• _TASK DIRECTIONS_
Render the rows below as a numbered list, starting with the line that contains "Question: Identify the bounding box of the child's dark" and continuing through the end of the rows. Omit any blank lines.

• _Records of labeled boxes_
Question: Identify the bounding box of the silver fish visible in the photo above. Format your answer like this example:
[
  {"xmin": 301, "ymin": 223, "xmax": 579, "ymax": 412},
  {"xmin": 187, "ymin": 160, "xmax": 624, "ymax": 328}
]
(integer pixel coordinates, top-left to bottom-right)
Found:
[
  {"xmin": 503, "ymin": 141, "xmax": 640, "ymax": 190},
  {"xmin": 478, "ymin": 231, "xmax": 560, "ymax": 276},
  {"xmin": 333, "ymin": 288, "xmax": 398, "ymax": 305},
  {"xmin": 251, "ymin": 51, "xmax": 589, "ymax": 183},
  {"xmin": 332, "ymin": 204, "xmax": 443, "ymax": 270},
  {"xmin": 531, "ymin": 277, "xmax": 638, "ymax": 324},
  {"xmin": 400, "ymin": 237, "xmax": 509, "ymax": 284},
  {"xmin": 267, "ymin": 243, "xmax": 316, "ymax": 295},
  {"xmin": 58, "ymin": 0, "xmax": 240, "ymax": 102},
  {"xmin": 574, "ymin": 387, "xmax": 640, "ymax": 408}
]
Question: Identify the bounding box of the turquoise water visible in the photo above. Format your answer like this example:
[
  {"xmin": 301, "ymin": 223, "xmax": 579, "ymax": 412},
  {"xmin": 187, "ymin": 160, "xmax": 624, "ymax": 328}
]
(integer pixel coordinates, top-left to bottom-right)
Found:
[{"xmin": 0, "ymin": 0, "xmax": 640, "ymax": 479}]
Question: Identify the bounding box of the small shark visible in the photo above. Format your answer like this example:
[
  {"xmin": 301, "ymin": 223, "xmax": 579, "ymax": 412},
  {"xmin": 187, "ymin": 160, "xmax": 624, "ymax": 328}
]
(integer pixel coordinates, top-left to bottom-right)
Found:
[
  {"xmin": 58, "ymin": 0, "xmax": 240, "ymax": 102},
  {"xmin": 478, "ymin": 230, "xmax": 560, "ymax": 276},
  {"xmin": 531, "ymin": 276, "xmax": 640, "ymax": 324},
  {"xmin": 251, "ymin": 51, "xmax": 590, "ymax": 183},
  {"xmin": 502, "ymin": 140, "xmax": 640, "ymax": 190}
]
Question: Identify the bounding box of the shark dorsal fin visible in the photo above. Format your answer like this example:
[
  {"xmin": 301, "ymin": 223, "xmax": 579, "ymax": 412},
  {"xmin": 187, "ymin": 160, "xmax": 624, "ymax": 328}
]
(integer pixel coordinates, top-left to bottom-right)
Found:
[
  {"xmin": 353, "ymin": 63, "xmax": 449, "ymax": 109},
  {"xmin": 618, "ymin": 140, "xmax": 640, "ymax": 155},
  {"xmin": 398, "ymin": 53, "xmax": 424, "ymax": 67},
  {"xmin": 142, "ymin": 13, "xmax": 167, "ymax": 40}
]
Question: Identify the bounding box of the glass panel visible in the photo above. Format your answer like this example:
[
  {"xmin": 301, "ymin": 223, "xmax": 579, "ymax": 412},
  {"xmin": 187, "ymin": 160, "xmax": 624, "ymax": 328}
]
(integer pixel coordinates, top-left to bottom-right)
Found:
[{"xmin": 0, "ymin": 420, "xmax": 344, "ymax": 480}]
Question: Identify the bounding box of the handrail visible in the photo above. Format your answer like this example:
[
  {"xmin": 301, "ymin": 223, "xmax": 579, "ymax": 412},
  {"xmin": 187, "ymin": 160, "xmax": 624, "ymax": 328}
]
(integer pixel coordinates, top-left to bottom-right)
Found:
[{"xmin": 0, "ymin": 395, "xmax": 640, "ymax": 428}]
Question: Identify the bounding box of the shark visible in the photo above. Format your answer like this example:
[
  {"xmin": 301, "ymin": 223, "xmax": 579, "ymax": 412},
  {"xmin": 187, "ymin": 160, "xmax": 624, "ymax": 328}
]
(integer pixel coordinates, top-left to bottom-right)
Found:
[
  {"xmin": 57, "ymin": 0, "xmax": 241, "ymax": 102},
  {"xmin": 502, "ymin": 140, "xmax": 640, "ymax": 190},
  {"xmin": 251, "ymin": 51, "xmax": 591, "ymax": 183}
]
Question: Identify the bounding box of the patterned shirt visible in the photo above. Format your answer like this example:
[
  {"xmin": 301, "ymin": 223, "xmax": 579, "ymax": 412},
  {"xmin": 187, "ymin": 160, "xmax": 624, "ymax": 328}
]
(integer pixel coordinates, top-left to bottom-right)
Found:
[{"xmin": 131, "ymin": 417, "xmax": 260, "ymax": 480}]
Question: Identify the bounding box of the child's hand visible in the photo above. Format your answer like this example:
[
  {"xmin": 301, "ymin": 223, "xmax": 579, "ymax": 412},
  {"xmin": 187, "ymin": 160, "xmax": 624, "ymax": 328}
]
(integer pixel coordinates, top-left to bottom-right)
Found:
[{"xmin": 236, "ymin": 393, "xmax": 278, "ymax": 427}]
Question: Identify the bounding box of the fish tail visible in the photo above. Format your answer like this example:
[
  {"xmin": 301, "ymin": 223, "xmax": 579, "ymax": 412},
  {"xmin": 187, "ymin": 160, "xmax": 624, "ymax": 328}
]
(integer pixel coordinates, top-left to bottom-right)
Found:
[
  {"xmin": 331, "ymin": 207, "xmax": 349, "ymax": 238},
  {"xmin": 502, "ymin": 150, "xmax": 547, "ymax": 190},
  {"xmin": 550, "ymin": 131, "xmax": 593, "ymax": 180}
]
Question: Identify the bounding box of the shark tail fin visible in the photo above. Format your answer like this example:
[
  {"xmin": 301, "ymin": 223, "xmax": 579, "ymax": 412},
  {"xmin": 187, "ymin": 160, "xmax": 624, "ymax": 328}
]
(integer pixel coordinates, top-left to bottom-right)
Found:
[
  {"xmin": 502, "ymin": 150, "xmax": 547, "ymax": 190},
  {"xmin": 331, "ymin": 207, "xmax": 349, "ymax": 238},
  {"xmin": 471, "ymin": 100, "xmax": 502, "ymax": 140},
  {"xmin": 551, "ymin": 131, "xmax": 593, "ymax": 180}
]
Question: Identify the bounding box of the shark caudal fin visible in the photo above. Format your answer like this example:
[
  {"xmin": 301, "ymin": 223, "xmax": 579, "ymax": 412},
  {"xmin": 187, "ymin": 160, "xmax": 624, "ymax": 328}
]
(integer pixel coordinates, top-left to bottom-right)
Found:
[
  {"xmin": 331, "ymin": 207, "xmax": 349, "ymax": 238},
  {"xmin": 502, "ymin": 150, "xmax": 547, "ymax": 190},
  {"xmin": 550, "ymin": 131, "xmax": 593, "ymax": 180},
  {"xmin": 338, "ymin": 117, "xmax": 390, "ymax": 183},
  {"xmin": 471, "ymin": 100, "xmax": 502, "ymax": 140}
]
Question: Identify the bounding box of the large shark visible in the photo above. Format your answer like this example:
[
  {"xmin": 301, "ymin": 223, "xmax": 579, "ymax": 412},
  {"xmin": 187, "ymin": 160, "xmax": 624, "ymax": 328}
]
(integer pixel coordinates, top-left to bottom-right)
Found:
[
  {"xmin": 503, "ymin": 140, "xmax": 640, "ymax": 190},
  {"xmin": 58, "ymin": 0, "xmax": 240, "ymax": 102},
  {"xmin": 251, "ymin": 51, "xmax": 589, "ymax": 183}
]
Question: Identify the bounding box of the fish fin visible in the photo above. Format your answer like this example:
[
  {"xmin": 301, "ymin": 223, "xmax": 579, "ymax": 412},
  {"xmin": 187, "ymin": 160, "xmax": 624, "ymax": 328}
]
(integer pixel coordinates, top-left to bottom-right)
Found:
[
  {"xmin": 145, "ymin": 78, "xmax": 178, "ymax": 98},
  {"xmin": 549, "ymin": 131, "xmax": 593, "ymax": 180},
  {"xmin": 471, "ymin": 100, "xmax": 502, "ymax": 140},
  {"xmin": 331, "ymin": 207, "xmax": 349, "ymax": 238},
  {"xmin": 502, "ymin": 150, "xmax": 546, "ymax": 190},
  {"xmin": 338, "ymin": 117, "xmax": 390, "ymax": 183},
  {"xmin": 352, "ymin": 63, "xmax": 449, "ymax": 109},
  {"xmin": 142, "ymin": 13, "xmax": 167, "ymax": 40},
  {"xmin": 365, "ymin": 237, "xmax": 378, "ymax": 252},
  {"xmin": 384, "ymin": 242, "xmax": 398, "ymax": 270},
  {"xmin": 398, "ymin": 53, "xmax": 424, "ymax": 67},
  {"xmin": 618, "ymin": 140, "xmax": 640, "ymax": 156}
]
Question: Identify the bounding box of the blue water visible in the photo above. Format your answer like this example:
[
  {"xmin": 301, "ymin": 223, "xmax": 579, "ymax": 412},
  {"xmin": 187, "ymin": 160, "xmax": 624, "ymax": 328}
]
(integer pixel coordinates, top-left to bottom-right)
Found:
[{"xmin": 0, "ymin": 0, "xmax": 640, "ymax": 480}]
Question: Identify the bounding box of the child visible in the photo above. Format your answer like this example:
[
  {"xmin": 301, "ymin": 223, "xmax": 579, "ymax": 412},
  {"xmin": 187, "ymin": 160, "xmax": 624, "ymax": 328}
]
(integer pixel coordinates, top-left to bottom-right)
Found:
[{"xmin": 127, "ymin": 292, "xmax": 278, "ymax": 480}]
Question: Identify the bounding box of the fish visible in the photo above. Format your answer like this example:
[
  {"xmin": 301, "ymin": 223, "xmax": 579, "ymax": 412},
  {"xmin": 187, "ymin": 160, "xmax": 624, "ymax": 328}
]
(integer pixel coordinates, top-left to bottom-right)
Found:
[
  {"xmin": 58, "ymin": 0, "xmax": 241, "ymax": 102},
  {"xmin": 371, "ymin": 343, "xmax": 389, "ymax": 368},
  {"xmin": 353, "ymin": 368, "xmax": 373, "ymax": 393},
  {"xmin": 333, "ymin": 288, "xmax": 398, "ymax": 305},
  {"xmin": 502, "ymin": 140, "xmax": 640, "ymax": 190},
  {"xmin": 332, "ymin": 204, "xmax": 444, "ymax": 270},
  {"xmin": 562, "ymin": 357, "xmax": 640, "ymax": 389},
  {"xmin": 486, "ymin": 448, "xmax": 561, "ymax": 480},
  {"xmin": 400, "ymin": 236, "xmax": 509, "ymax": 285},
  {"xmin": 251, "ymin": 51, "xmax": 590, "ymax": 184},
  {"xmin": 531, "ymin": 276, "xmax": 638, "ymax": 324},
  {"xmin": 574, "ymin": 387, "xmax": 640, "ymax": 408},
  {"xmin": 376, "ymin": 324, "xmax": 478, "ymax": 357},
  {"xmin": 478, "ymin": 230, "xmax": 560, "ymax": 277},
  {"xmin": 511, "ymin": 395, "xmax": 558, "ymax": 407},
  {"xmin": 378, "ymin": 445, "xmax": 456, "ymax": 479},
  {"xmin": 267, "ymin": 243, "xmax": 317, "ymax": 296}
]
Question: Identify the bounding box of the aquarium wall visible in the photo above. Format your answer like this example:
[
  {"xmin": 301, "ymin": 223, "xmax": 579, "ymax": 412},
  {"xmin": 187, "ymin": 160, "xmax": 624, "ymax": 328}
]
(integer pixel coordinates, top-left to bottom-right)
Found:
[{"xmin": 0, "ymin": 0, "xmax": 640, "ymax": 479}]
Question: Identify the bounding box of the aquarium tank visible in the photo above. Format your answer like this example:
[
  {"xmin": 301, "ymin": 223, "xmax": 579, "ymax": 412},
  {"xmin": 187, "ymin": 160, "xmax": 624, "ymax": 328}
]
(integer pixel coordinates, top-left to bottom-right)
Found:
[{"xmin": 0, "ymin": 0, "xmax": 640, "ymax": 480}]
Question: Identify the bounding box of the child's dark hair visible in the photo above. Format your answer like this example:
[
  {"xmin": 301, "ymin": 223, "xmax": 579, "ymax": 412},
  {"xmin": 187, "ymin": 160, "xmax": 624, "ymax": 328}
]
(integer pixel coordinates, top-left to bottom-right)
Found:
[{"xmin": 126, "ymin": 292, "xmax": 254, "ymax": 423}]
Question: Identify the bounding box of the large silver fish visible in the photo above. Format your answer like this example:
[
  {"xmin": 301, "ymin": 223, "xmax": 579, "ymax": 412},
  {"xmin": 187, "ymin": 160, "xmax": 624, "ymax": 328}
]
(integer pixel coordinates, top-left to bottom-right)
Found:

• _FINISHED EXERCISE_
1. Question: Identify the bounding box of the child's dark hair visible in the photo above. Format your answer like this example:
2. [
3.   {"xmin": 301, "ymin": 223, "xmax": 579, "ymax": 412},
4.   {"xmin": 187, "ymin": 160, "xmax": 624, "ymax": 328}
5. ]
6. (integer pixel coordinates, top-left to bottom-right)
7. Found:
8. [{"xmin": 126, "ymin": 292, "xmax": 254, "ymax": 423}]
9. Question: Identify the bounding box of the large silver fish visible in the photo above. Format your answer like this example:
10. [
11.   {"xmin": 301, "ymin": 223, "xmax": 579, "ymax": 412},
12.   {"xmin": 187, "ymin": 160, "xmax": 624, "ymax": 328}
13. ]
14. (integer pixel coordinates, top-left to bottom-right)
15. Found:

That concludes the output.